*OBJECTIVE*:
Write out the material below exactly, beginning at the line that contains "Mark each instance of the frog's mouth" and ending with its last line, both ends included; write nothing else.

Object point labels:
— BEGIN —

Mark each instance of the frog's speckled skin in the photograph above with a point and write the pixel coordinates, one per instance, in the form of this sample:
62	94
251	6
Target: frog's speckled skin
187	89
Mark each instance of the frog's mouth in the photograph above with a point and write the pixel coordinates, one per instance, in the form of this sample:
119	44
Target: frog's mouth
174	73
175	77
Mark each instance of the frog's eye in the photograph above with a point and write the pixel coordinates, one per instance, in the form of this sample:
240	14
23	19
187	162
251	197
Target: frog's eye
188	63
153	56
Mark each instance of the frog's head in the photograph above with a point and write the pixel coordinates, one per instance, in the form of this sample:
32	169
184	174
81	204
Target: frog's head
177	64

— END —

*REPLY TO THE TASK*:
Mark each instance of the frog's mouth in the photograph above with a point and write the pixel coordinates, one per instance, in the form of this sample:
119	44
Target: frog's mouth
174	73
175	77
Mark each instance of the frog's eye in the photograph above with a point and write the pixel coordinates, one per instance, in the form of this sample:
240	14
23	19
187	162
251	197
Target: frog's eye
188	63
153	56
Mark each instance of the frog's head in the photograph above with a point and write the pixel coordinates, one per instance, in the form of this sample:
32	169
184	174
81	204
Target: frog's head
177	64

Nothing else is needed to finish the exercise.